───── Passage provided
DIFFERENT TYPES OF ASSESSMENT AND DUE DATES
- Line all your assessment up by due date
- Work out how long each piece of assessment might take and add on a lot of time for contingencies
- Work out when and how you are going to tackle your pieces of assessment.
- Panicking? All students do. You will get there if you work hard.
- Beware assessments due on the same date, or very close together. This often happens.
- Make sure you have everything you need (like research and case studies) ready in time for the deadlines coming up.
So, do all you can to work out where your time is best spent, and when. That will help your effectiveness.
NOW FOR THE WORK
- There are lots of tips and techniques, but for ONE THING TO REMEMBER — keep your focus on getting in and doing this.
- There are books on procrastination and stuff like that, but if you can, just work hard.
- Alternate focused sessions with short breaks.
Your time will be broken into:
- Research and writing
- Other areas – you know what they are
- Alternate the above and try to work out your best times of day for the different activities.
Here are a few tips:
- Research and writing
- Get started no matter how hard it might look.
- Starting is often the hardest part and you can go back and fix it if isn’t the best.
- Ask for help and clarification from teachers and tutors. They will most likely be keen to help.
- Start with a simple answer to the question, as if you were explaining it to a child. Never lose this clarity, but you can expand on it to make the final submission.
- Keep reading the question to make sure you are answering it.
- If you have lots of confusing information, try to take a birds’ eye view of it all. Remember the child and pick out the parts that are important to explain it simply.
──────────
───── Entries supplied
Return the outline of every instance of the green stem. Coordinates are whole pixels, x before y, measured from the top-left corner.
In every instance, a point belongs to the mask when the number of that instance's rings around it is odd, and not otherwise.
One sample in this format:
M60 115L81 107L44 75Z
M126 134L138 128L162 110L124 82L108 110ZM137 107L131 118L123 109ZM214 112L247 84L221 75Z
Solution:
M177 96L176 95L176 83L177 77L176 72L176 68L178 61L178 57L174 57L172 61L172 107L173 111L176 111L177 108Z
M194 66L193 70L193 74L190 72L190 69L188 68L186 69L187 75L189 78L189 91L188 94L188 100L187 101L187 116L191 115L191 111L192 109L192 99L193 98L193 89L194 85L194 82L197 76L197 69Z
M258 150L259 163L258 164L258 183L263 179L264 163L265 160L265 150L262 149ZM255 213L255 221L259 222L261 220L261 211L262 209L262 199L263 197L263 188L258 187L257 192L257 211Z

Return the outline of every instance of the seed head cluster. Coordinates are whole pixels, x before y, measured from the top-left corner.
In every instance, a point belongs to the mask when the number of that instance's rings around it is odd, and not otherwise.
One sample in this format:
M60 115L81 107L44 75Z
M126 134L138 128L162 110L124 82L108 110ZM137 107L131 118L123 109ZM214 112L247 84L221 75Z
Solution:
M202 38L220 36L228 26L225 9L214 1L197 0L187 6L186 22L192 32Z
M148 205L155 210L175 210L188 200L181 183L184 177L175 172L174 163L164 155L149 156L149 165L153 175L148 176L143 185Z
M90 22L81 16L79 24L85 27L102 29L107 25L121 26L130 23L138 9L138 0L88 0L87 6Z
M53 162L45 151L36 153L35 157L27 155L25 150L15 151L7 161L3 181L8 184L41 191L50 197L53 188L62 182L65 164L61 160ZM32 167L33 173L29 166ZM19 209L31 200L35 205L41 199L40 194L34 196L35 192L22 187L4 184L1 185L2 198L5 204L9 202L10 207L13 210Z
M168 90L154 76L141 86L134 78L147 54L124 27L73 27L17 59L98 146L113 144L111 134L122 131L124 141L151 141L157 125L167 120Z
──────────
What the task asks
Write out the stretch of the study tips text from "- Ask for help" through "are answering it.", renaming "question" as "task" throughout. The records are separate material, unrelated to the study tips text.

Finished task
- Ask for help and clarification from teachers and tutors. They will most likely be keen to help.
- Start with a simple answer to the task, as if you were explaining it to a child. Never lose this clarity, but you can expand on it to make the final submission.
- Keep reading the task to make sure you are answering it.